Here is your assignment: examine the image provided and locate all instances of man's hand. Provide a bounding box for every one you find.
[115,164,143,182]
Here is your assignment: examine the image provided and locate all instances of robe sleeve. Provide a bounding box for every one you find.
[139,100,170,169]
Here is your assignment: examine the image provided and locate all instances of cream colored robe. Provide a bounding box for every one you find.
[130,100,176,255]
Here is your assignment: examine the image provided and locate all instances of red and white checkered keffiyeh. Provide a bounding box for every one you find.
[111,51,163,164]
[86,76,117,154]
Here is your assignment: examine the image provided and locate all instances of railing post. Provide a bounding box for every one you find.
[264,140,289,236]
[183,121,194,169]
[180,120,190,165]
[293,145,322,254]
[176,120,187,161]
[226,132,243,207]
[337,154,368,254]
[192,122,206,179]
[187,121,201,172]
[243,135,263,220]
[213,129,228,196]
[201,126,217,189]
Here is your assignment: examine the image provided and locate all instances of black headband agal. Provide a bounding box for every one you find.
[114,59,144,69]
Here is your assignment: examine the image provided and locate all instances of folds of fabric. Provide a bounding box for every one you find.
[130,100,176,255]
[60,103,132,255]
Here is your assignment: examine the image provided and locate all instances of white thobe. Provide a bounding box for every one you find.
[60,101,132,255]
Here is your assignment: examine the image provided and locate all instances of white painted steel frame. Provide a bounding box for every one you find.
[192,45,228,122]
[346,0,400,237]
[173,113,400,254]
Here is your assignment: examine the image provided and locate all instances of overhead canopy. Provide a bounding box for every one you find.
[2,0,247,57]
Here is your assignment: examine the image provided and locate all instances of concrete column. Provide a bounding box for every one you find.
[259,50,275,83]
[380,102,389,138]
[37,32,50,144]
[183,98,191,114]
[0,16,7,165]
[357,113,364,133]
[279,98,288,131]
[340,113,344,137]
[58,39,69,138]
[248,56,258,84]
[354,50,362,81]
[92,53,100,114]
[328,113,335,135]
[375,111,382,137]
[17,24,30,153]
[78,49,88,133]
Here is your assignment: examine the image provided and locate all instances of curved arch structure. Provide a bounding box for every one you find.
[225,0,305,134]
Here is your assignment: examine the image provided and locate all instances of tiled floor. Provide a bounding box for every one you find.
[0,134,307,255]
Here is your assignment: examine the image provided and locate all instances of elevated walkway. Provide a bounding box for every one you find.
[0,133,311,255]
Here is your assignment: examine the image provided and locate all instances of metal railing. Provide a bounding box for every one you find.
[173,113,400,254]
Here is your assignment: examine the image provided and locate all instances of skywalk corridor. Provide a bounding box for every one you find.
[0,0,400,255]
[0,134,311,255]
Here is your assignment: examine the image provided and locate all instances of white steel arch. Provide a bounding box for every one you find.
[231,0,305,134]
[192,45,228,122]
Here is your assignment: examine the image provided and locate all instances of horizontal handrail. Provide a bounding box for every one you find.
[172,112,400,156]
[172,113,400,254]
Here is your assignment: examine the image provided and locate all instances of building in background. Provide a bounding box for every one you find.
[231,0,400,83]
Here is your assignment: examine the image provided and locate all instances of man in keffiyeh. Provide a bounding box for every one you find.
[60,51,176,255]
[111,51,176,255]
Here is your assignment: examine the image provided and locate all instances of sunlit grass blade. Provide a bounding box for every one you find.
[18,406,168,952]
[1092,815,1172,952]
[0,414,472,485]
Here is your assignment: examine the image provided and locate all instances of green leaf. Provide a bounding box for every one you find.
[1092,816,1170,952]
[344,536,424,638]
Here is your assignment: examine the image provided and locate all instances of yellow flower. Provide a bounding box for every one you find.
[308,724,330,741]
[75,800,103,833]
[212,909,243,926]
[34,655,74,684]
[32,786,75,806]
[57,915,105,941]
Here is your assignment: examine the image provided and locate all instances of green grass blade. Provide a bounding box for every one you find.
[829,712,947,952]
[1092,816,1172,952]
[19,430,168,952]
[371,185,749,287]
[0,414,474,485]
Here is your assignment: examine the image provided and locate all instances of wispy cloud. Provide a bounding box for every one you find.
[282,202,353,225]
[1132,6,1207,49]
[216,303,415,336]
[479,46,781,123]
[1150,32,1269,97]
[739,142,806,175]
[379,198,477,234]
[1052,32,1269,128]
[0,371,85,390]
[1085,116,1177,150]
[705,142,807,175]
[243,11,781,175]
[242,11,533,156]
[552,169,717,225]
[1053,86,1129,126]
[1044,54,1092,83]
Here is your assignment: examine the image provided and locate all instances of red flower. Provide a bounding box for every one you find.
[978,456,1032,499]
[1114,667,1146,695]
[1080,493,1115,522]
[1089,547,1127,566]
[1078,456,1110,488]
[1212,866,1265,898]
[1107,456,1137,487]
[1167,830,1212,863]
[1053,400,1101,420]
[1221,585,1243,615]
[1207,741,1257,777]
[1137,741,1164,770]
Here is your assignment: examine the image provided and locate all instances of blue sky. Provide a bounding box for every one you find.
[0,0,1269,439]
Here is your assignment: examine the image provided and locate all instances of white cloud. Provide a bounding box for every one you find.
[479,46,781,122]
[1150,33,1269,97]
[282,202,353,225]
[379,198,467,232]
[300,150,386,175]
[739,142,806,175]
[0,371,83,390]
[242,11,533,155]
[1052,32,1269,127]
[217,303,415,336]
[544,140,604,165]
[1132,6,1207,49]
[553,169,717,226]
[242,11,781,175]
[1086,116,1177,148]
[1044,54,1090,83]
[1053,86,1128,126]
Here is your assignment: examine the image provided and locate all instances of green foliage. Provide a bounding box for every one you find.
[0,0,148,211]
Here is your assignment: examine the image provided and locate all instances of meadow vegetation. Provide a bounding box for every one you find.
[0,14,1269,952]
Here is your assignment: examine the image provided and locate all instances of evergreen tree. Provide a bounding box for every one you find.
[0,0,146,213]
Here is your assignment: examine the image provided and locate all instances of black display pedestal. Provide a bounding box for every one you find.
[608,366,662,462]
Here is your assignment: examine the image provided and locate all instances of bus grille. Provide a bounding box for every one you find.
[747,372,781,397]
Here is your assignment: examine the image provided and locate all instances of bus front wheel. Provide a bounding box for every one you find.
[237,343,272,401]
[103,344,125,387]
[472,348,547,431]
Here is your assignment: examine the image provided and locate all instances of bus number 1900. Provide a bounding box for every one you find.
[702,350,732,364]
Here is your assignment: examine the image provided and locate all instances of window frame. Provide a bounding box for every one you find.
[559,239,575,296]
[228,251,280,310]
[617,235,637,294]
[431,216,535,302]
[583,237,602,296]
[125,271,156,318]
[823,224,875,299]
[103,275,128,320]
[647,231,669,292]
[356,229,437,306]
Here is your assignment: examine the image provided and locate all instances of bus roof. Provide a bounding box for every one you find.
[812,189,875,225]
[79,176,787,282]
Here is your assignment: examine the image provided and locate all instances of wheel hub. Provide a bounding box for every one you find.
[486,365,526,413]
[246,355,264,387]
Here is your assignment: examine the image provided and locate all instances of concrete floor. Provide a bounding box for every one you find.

★ ★ ★

- **Aim of the exercise**
Reproduce all of the material above word for word, without changing anything.

- **Finished exercise**
Here is your assignment: examine the image provided and locate all instances of man's hand. Provide a bounding box for every one you find.
[115,164,143,182]
Here is your assignment: examine the image provided and locate all instances of robe sleeve. Provide a bounding box for every one you find.
[139,100,170,169]
Here is your assignment: examine the image provided and locate all instances of cream colored robe. Provide a bounding box for every one you find.
[130,100,176,255]
Here is your assignment: examine the image provided and locate all instances of red and white checkered keffiyeh. Provide a bounding box for every one you find.
[111,51,163,164]
[86,76,117,154]
Here is your assignment: examine the image provided and locate all instances of railing post. Provide a bounding box for every one you find.
[264,140,289,236]
[183,121,194,169]
[180,120,190,165]
[293,145,322,254]
[176,120,187,161]
[226,132,243,207]
[337,154,368,254]
[192,122,206,179]
[187,121,201,172]
[243,135,263,220]
[213,129,228,196]
[201,126,217,189]
Here is your assignment: examine the image provided and locate all instances of black headband agal. Provide a bounding box for every one you find.
[114,59,144,69]
Here is your assignment: examine the image provided and locate all instances of folds of fabric. Provide a bounding box for every one you find.
[130,100,176,255]
[60,103,132,255]
Here is your assignment: examine the image provided and locate all instances of white thobe. Provide a bounding box for every one you find.
[60,101,132,255]
Here is your assignment: examine the image provided and locate all instances of white painted steel frame. Provide a bounding box for every one you find.
[192,45,228,122]
[346,0,400,237]
[173,113,400,254]
Here is your assignment: examine the image provided and locate all instances of overhead canopy. Provide a bounding box for every one you find.
[2,0,247,57]
Here is your assignment: examine the image provided and locate all instances of concrete column. Provide a bounding box for every one you find.
[259,50,275,83]
[380,102,389,138]
[37,32,50,144]
[183,98,191,114]
[0,16,7,165]
[357,113,364,133]
[279,98,288,131]
[340,113,344,137]
[58,39,69,138]
[248,56,258,84]
[354,50,362,81]
[92,53,100,114]
[328,113,335,135]
[375,111,382,137]
[17,24,30,153]
[78,49,88,133]
Here is your assignment: examine the image provided and locate all instances of curved arch structure. Provide a bounding box for every one you find.
[225,0,305,134]
Here is your assignment: examine the image provided and locate all instances of tiled floor. Provide a bounding box for every one you find.
[0,134,307,255]
Here is your assignment: examine the image provided and locate all instances of elevated walkway. Provide a bounding box for every one you find.
[0,133,311,255]
Here is your assignment: examine the image provided and locate all instances of metal railing. Provide a bounding box for every one you find.
[173,113,400,254]
Here is your assignment: examine the image provided and locate all instances of skywalk corridor. Provide a bounding box for every one you find.
[0,0,400,255]
[0,134,311,255]
Here is your assignment: examine the image provided and locate all instances of white steel arch. Provide a bounding box for every one you find.
[231,0,305,134]
[192,45,228,122]
Here is your assignment: examine the image provided and locate all instances of horizontal handrail. Provide a bounding box for every one you find.
[172,112,400,156]
[172,113,400,254]
Here is your assignment: examine the image provided and locate all instances of building in background. Provide a bounding box for every one you find.
[231,0,400,83]
Here is your assignment: examine the image provided and locate all instances of man in keffiyeh. Provide a bounding box for every one you find.
[60,51,176,255]
[111,51,176,255]
Here is your assignment: examine the image provided and locate all instances of sunlit grass blade. Provide a bounding box for every one you find.
[18,406,168,952]
[1092,815,1172,952]
[0,414,472,485]
Here is your assignment: examine the image provided and locate all instances of green leaf. Provide a bounding box for every one you find.
[1092,816,1170,952]
[344,536,424,638]
Here is your assignment: examine the image provided and locate all instances of yellow flower. Provide a bounding box for every one you find.
[308,724,330,741]
[75,800,103,833]
[212,909,243,926]
[34,655,74,684]
[32,786,75,806]
[57,915,105,941]
Here is your assignment: examine the image provided and locate all instances of green grass blade. Provide a bounding box for every one you find.
[829,712,947,952]
[1092,816,1172,952]
[19,430,168,952]
[371,185,749,287]
[0,414,474,485]
Here is your assignment: examine the image provided and locate all instances of wispy cloud. Provide a bounding box for every one you find.
[282,202,353,225]
[1132,6,1207,49]
[216,303,415,336]
[479,46,781,123]
[1150,32,1269,97]
[739,142,806,175]
[379,198,477,234]
[1052,32,1269,128]
[0,371,85,390]
[1085,116,1177,150]
[705,142,807,175]
[243,11,781,175]
[242,11,533,156]
[552,169,717,225]
[1053,86,1129,126]
[1044,54,1092,83]
Here is your assignment: examine the image provided and locate all instances of red flower. Provide a bounding box for every one you find.
[978,456,1032,499]
[1114,667,1146,695]
[1080,493,1115,522]
[1089,547,1127,566]
[1078,456,1110,488]
[1212,866,1265,898]
[1107,456,1137,487]
[1167,830,1212,863]
[1053,400,1101,420]
[1221,585,1243,615]
[1207,741,1257,777]
[1137,741,1164,770]
Here is your assignment: examine the image provided and locate all instances of blue sky. Provide a bounding box for every one you find.
[0,0,1269,439]
Here is your assignment: examine the image provided and locate all instances of white cloud. Provide a bounding box for every one you find.
[479,46,781,122]
[1150,33,1269,97]
[282,202,353,225]
[379,198,467,232]
[300,150,386,175]
[739,142,806,175]
[0,371,83,390]
[242,11,533,155]
[1052,32,1269,127]
[217,303,415,336]
[544,140,604,165]
[1132,6,1207,49]
[553,169,717,226]
[242,11,781,175]
[1086,116,1177,148]
[1044,54,1090,83]
[1053,86,1128,126]
Here is your assignment: examine the image provided and locate all instances of green foliage. Provide a bounding box for every one you find.
[0,0,148,211]
Here is your assignment: examine the image provided and locate all instances of meadow vegetation. Provide a bounding box for every one you find.
[0,14,1269,952]
Here is your assignment: examine the image provided and locate all instances of evergreen tree. Provide a bounding box for every one you find.
[0,0,146,213]
Here is your assignment: examine the image provided and locate all instances of black display pedestal. Provide a bounding box for every one you find.
[608,366,662,462]
Here is your assignment: examine the image provided and locate all instances of bus grille. Provide a bounding box for every one you find.
[747,372,781,397]
Here is your assignment: examine the image provided and locate all instances of bus front wheel. Provide a bounding box for every one you find.
[237,343,272,401]
[103,344,125,387]
[472,348,547,431]
Here is your assignment: examine the image provided and locate all instances of bus number 1900. Provide a bounding box for every one you find.
[702,350,732,364]
Here is your assignment: examine the image provided and locate all instances of window frame. Provide a bounding box for every one you find.
[559,239,575,296]
[228,251,280,310]
[617,235,637,294]
[431,216,535,302]
[583,237,602,296]
[125,271,156,318]
[823,224,875,299]
[103,275,128,320]
[647,231,669,292]
[356,229,437,306]
Here is your assignment: examine the image provided and locate all instances of bus roof. Provide a bounding box for every one you find.
[812,189,875,225]
[79,176,787,282]
Here is your assignment: examine the image provided and locate all instances of wheel hub. Provide a bounding box for every one you find.
[486,365,526,413]
[246,355,264,387]
Here is your assignment: examine the image provided and locate all instances of concrete floor. Provide a bounding box for every one you find.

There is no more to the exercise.